▶ **What this task involves**: In the records below, locate the line containing "Please mark the white body", then extract it and all following lines exactly, ending with the last line.

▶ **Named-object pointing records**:
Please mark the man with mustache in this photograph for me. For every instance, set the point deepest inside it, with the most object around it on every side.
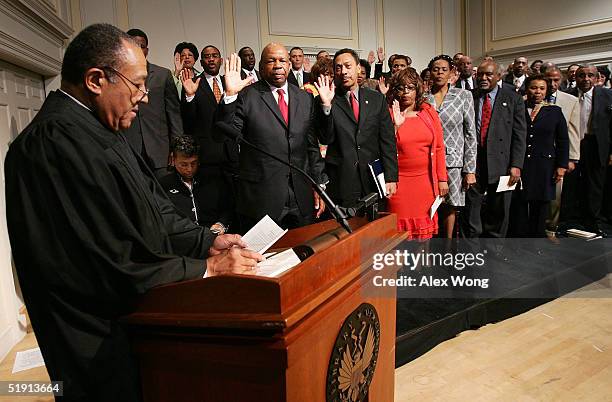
(89, 225)
(279, 118)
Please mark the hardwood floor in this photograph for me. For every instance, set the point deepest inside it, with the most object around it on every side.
(560, 351)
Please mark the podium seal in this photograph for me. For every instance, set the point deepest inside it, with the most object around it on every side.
(354, 355)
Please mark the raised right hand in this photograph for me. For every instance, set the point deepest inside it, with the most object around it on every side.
(233, 82)
(382, 86)
(327, 89)
(371, 57)
(381, 55)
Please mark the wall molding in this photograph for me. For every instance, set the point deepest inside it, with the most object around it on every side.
(39, 19)
(560, 28)
(310, 39)
(583, 45)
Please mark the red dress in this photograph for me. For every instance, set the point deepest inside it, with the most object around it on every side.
(422, 164)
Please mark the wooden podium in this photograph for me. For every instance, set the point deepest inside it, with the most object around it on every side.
(248, 338)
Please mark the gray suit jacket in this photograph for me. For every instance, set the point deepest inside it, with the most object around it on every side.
(457, 116)
(571, 111)
(159, 120)
(507, 134)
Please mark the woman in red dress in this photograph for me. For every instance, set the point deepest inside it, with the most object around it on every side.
(421, 156)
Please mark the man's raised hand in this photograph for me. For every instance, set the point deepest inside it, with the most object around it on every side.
(327, 89)
(233, 82)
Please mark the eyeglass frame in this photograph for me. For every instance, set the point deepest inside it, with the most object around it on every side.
(404, 89)
(146, 91)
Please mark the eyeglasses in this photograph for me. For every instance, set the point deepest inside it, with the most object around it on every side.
(403, 89)
(144, 93)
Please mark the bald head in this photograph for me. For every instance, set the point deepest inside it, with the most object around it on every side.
(274, 64)
(488, 75)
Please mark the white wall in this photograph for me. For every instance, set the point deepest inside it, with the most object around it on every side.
(563, 31)
(399, 26)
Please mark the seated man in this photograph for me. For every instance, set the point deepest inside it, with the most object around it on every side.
(206, 205)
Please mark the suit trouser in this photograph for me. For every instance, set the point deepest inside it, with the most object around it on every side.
(554, 212)
(570, 198)
(487, 212)
(592, 180)
(527, 217)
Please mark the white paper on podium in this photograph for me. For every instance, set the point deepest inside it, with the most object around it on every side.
(435, 205)
(278, 263)
(263, 235)
(28, 359)
(503, 184)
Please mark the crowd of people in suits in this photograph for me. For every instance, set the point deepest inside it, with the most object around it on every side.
(453, 130)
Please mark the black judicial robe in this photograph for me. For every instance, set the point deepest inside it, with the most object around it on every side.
(90, 228)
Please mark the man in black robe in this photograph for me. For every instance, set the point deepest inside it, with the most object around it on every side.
(89, 225)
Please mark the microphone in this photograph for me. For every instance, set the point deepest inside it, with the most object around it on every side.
(338, 212)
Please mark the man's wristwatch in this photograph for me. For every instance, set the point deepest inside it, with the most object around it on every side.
(218, 230)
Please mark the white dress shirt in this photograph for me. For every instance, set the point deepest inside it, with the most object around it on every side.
(299, 73)
(586, 104)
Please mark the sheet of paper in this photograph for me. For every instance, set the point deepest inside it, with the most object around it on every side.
(263, 235)
(435, 205)
(28, 359)
(383, 183)
(278, 263)
(503, 184)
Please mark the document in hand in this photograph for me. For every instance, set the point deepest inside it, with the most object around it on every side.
(378, 174)
(435, 205)
(503, 184)
(263, 235)
(276, 264)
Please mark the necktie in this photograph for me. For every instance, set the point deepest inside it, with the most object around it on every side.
(282, 105)
(534, 112)
(485, 120)
(216, 90)
(355, 106)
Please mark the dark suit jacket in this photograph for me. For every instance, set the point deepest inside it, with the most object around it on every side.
(547, 149)
(600, 123)
(198, 119)
(212, 203)
(378, 72)
(506, 136)
(564, 87)
(263, 186)
(352, 145)
(292, 80)
(159, 120)
(509, 79)
(243, 74)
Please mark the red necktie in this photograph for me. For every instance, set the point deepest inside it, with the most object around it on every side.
(485, 120)
(355, 106)
(216, 90)
(282, 105)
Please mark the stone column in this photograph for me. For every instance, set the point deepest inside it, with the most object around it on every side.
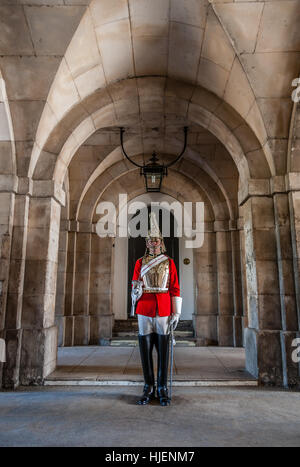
(81, 289)
(39, 340)
(69, 293)
(205, 272)
(100, 307)
(287, 288)
(60, 319)
(225, 285)
(263, 336)
(237, 289)
(243, 276)
(7, 201)
(13, 330)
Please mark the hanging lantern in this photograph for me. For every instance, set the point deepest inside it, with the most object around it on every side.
(153, 172)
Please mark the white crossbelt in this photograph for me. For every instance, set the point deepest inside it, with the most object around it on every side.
(154, 262)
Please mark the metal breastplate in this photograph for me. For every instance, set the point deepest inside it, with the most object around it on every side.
(157, 279)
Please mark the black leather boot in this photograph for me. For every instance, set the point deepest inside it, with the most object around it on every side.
(162, 369)
(146, 344)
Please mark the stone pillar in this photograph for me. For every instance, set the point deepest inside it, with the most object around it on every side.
(205, 272)
(39, 339)
(225, 286)
(287, 287)
(69, 295)
(60, 319)
(263, 335)
(243, 277)
(237, 289)
(100, 307)
(81, 289)
(13, 330)
(7, 202)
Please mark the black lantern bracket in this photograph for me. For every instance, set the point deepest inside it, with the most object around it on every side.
(154, 172)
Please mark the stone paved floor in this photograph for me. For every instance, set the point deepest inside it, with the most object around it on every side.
(123, 364)
(109, 416)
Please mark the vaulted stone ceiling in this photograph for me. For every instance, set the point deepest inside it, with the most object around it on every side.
(76, 70)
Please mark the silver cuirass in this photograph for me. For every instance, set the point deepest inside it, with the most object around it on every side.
(156, 280)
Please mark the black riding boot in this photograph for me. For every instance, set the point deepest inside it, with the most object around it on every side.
(162, 368)
(146, 347)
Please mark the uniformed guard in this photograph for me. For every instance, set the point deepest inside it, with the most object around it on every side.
(157, 293)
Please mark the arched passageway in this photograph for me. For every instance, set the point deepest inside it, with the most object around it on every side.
(152, 71)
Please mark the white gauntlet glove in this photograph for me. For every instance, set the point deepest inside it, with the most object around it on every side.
(176, 312)
(136, 293)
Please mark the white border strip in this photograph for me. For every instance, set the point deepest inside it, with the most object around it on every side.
(238, 383)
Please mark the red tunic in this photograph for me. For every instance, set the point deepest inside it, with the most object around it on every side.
(149, 303)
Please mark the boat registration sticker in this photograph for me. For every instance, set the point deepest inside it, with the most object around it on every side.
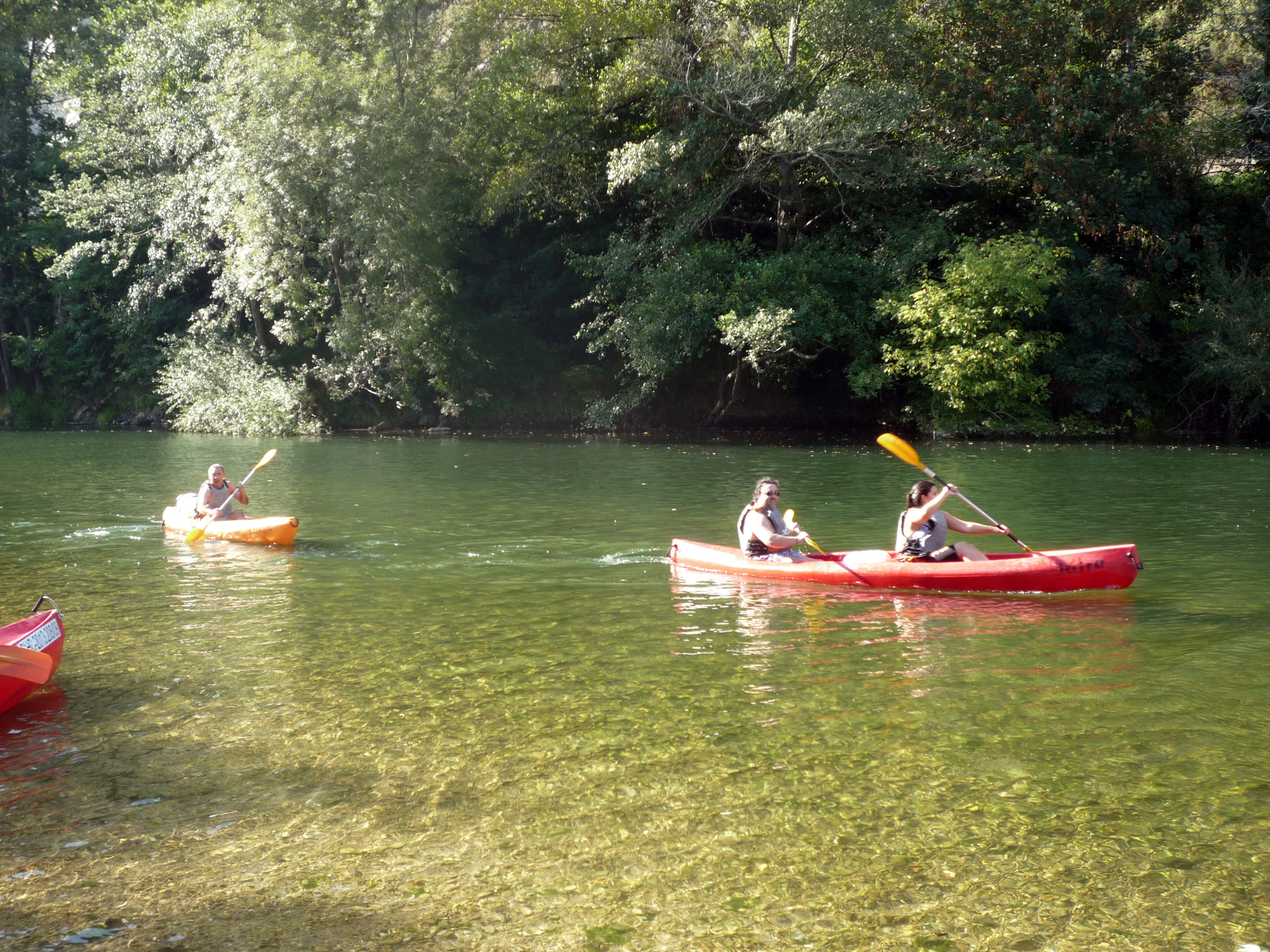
(44, 637)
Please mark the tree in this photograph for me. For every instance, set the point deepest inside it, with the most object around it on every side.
(963, 337)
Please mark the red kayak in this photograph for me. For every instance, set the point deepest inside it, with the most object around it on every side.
(1060, 571)
(30, 654)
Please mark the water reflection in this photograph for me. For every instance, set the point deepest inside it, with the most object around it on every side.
(914, 642)
(35, 755)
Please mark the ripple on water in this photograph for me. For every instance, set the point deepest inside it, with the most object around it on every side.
(542, 753)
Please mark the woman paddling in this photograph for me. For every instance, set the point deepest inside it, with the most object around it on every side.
(761, 530)
(924, 530)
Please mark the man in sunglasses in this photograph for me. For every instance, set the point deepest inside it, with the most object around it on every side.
(761, 530)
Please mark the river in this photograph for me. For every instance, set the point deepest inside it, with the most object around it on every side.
(473, 708)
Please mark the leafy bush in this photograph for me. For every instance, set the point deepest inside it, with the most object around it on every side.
(215, 387)
(1230, 348)
(963, 337)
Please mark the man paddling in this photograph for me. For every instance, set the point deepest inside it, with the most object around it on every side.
(761, 530)
(214, 494)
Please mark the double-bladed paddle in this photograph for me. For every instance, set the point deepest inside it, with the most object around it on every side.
(200, 531)
(895, 445)
(23, 663)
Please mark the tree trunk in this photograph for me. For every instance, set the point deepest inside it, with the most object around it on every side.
(337, 261)
(262, 331)
(6, 369)
(726, 400)
(31, 341)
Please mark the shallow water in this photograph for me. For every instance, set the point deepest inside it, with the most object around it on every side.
(473, 708)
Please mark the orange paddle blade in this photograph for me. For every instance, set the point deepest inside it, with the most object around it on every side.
(23, 663)
(895, 445)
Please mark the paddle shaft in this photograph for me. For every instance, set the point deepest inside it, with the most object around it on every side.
(932, 473)
(789, 517)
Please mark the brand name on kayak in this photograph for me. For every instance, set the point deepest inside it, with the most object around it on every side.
(44, 637)
(1069, 569)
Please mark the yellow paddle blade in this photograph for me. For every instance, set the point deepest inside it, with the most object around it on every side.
(895, 445)
(23, 663)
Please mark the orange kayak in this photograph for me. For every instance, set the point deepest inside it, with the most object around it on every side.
(277, 531)
(1060, 571)
(40, 633)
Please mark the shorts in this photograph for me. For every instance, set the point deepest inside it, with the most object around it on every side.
(773, 558)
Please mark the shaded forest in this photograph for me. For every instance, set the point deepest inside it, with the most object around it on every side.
(967, 216)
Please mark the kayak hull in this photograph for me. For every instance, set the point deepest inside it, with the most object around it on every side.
(277, 531)
(40, 633)
(1060, 571)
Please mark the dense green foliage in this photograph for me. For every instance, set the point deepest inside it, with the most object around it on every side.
(982, 215)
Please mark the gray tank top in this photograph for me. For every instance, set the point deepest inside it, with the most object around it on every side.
(213, 498)
(929, 538)
(778, 524)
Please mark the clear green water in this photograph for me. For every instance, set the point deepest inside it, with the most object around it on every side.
(474, 709)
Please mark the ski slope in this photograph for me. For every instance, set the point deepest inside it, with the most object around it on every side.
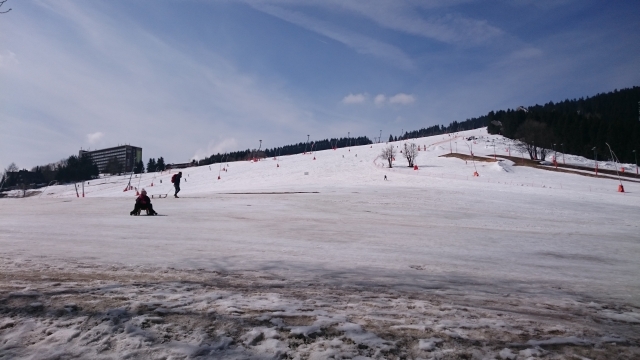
(267, 262)
(360, 166)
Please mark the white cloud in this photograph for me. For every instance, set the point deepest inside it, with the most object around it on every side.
(216, 147)
(354, 99)
(402, 98)
(94, 137)
(526, 53)
(361, 43)
(380, 99)
(110, 77)
(409, 17)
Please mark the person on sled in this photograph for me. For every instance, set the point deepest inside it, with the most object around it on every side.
(143, 203)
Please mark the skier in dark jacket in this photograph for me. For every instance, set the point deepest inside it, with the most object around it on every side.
(143, 203)
(176, 182)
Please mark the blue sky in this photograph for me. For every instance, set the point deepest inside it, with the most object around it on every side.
(185, 79)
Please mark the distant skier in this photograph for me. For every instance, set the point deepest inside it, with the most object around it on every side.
(175, 179)
(143, 203)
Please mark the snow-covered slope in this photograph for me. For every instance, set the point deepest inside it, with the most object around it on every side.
(359, 166)
(517, 263)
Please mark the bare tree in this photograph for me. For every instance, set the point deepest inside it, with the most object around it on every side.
(535, 137)
(389, 153)
(2, 3)
(410, 153)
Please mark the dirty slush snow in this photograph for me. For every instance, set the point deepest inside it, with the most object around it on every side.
(92, 312)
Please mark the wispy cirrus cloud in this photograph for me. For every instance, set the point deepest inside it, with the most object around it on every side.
(361, 43)
(428, 19)
(380, 99)
(128, 81)
(402, 99)
(354, 99)
(94, 137)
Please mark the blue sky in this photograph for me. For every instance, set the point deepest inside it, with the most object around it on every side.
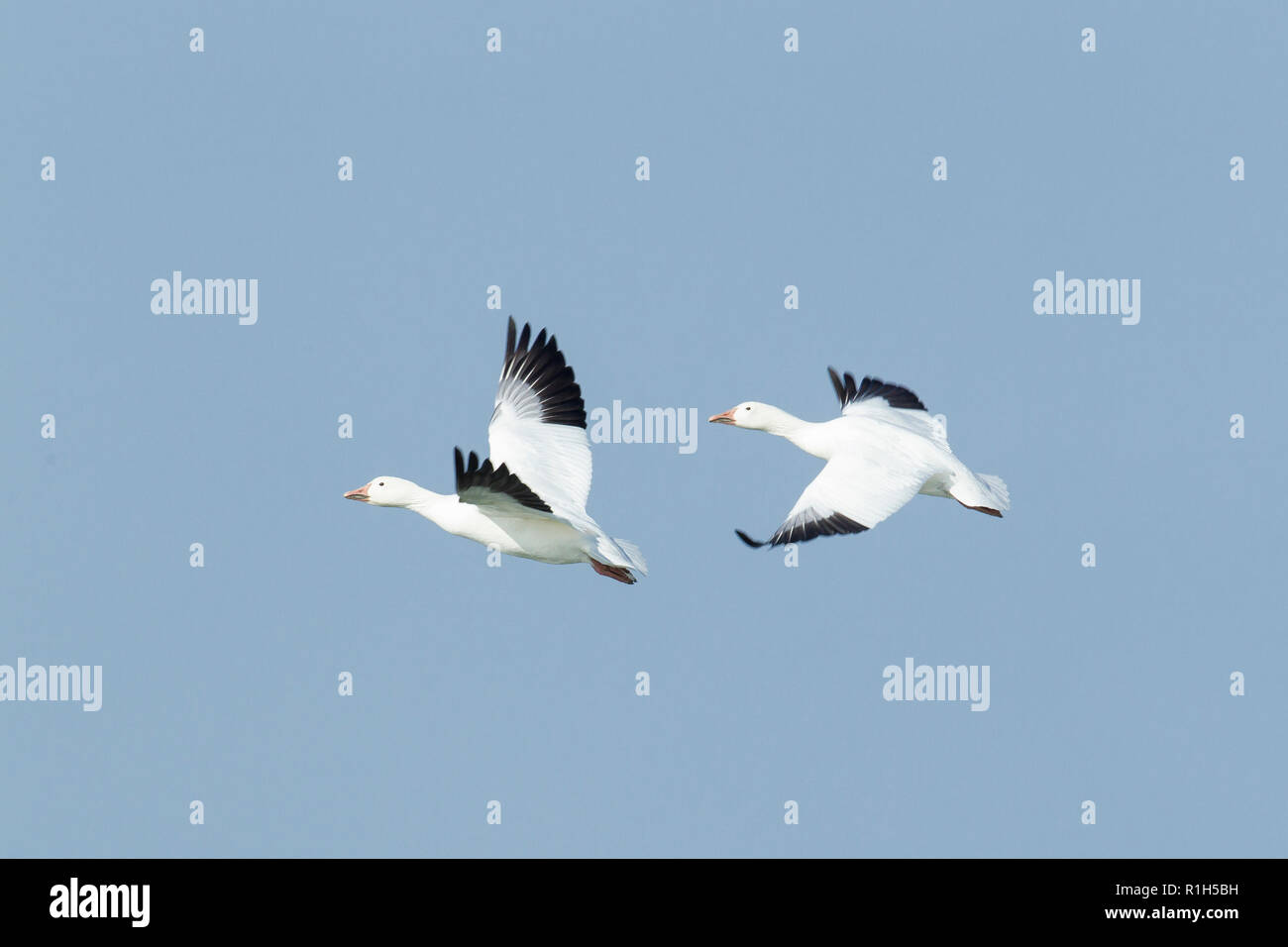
(768, 169)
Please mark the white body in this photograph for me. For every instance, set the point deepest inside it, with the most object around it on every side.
(528, 497)
(879, 457)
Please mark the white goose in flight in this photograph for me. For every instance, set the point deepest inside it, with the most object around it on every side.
(528, 499)
(881, 451)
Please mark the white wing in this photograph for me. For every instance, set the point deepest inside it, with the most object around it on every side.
(894, 405)
(851, 493)
(539, 425)
(872, 475)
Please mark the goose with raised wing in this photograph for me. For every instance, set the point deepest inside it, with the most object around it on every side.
(528, 497)
(881, 451)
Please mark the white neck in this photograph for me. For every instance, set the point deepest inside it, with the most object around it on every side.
(432, 505)
(800, 433)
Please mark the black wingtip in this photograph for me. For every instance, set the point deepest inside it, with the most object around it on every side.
(836, 384)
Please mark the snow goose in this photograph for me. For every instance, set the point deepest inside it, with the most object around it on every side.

▶ **Response to the exercise**:
Please mark the white body in this photograph for me. For every instance, set the point deepest inside it, with the most object around it on every side.
(528, 497)
(879, 457)
Please mark the white goose in flight in this photograph for me. For every instance, set the point deepest inside it, with the most object around it on every side.
(528, 499)
(881, 451)
Please mark the white wing in this photograph for me. For every instance, set the point deepest inside it, with the most object around it on every side.
(894, 405)
(851, 493)
(539, 425)
(872, 475)
Please mark the goose with raised wing in this photograph for me. For every instance, set the point deepest inside it, with the most object around it on every side.
(528, 497)
(881, 451)
Please mark the white neck in this photograph for me. For every instance, set the point deepest inside it, with the most object around it on every side.
(432, 505)
(800, 433)
Please mark the black wingtip in this photograph for me. For every instance, set the point deepest inside it, with the most object around it on every side.
(836, 384)
Please mark the snow goose in this photograph for me. For every instance, set the point deepest inside it, with the most object around it on every side.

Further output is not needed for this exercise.